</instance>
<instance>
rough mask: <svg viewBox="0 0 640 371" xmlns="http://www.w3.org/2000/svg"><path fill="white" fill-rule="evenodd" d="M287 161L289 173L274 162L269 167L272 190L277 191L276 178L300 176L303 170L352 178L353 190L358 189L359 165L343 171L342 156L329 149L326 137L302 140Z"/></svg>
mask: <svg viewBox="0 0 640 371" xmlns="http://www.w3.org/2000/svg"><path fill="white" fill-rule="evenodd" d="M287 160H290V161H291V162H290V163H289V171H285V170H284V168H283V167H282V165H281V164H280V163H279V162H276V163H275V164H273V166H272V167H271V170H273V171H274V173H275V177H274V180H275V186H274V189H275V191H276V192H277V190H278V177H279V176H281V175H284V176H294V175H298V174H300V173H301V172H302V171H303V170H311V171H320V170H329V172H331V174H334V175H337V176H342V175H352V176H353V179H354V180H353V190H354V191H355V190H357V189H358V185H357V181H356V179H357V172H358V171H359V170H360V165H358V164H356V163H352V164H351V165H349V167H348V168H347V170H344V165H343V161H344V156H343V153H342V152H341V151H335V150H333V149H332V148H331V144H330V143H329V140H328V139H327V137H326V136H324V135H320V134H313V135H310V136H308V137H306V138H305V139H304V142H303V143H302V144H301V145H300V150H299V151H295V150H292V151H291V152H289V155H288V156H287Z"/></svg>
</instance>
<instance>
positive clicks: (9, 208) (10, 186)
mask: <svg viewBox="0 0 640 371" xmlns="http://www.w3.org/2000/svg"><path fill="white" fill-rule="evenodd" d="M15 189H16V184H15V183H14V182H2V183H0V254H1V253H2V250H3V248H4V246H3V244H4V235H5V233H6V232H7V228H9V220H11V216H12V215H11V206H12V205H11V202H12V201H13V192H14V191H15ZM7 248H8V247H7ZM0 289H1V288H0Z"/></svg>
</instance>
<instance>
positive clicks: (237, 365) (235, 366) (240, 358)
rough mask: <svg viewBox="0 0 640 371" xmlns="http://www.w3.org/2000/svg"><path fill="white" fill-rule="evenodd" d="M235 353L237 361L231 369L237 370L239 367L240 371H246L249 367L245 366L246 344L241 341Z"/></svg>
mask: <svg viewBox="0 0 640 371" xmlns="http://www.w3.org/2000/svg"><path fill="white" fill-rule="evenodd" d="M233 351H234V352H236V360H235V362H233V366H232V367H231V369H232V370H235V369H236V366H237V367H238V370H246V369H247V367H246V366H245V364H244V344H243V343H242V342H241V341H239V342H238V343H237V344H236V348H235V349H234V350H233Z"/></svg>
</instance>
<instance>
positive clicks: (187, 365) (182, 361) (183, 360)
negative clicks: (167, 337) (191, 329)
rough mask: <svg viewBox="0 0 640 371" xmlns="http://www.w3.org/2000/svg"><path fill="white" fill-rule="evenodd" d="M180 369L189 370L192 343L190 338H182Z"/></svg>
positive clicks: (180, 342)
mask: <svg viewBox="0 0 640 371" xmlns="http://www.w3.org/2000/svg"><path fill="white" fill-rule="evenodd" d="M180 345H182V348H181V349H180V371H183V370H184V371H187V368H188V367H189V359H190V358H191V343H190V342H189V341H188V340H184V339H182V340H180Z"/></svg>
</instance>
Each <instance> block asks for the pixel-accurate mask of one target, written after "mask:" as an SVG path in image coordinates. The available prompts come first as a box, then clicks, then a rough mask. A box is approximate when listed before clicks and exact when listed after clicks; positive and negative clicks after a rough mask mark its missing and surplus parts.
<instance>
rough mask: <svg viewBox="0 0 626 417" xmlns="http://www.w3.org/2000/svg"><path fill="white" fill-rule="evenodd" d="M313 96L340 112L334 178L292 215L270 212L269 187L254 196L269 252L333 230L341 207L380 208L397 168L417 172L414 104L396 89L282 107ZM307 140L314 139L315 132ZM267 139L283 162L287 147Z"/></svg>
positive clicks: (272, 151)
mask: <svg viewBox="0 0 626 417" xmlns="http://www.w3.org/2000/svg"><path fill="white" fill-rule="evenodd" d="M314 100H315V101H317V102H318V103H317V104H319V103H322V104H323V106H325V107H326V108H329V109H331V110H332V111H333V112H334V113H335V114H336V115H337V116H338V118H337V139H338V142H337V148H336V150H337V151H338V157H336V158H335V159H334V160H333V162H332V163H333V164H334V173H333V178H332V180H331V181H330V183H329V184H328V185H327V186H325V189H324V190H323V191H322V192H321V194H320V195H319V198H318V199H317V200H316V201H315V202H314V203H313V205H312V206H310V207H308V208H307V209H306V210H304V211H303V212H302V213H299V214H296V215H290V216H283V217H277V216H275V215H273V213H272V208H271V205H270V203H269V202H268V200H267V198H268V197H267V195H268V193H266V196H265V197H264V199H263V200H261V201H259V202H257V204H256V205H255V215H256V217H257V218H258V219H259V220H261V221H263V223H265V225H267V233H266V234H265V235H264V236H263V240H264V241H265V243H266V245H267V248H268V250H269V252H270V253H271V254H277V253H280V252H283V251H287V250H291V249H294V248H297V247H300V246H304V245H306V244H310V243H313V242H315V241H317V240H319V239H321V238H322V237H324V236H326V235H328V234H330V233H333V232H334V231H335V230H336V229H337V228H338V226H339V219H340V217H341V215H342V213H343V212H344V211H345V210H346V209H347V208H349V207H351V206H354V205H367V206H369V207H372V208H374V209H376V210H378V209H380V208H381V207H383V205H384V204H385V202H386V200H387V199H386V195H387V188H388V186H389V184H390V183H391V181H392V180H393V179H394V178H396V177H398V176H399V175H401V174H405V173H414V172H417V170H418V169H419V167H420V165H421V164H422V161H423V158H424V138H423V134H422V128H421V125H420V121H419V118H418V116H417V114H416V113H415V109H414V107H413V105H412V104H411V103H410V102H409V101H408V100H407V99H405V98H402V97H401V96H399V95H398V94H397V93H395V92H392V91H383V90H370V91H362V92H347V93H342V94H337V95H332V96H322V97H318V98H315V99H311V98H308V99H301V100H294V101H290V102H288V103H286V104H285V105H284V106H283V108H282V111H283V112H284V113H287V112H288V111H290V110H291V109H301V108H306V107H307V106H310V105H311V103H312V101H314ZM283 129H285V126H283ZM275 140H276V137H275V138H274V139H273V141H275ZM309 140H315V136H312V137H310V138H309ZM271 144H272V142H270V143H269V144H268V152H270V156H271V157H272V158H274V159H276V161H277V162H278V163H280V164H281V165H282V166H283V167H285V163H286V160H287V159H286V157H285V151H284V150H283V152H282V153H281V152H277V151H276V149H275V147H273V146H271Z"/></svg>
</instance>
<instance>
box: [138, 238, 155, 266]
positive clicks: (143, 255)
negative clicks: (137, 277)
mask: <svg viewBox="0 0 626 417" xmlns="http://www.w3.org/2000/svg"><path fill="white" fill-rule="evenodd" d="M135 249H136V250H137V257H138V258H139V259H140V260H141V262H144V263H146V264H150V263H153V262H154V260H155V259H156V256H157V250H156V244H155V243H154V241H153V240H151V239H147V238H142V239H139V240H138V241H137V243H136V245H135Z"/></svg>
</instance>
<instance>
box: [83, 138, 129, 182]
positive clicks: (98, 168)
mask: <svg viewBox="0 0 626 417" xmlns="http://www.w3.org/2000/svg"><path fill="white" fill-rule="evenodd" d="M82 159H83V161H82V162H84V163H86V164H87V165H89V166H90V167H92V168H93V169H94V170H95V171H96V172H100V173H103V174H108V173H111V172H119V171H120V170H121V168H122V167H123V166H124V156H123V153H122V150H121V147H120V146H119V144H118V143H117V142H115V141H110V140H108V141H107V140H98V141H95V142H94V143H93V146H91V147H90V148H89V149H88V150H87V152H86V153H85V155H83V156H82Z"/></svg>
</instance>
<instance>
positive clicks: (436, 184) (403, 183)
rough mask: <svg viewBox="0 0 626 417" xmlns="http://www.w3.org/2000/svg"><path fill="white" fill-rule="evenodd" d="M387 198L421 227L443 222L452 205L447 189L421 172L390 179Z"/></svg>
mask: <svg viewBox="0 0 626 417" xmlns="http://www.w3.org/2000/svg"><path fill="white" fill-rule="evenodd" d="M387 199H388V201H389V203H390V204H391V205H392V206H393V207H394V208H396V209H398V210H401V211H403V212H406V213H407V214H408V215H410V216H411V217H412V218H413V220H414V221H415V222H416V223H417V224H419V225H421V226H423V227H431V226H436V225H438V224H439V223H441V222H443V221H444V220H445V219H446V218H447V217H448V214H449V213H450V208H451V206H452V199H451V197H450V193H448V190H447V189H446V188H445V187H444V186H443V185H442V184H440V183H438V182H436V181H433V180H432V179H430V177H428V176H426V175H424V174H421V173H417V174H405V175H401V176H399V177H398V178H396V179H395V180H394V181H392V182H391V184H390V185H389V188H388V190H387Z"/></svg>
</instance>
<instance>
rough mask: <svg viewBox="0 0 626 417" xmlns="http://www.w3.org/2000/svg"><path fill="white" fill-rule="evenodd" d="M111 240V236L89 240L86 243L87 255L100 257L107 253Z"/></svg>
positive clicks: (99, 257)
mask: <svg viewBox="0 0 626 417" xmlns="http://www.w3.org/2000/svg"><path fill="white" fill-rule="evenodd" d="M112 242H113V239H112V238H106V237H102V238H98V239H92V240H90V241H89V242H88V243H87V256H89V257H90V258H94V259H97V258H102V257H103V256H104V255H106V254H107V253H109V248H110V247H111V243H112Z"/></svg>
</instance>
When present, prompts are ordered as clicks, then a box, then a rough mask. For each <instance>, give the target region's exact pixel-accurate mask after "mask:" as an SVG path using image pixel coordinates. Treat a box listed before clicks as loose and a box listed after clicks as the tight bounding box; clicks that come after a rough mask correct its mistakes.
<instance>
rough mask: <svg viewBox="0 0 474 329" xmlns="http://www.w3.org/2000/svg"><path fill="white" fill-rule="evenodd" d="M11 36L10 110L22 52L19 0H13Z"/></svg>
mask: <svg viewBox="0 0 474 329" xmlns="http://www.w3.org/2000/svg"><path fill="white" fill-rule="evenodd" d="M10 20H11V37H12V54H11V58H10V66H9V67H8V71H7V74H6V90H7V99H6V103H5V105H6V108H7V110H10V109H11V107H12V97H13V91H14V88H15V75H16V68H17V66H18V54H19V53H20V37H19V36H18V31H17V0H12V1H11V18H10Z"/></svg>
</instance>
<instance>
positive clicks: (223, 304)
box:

--- Exercise aim ---
Copy out each line above that contains the word "exact". Case counts.

--- Response for this exercise ---
Each <instance> block asks for the pixel-accurate mask of one target, written after "mask:" as an SVG path in image coordinates. The available prompts come first as a box, then clicks, then a rough mask. A box is approximate when listed before clicks and exact when listed after clicks; positive and negative clicks after a rough mask mark its missing and surplus parts.
When present, prompts are ordered as clicks, then a box, then a rough mask. For each <instance>, give the target region's exact pixel-accurate mask after "mask:" as an SVG path using image pixel coordinates. Treat a box listed before clicks as loose and a box listed after clicks as the tight bounding box; clicks that come after a rough mask correct its mistakes.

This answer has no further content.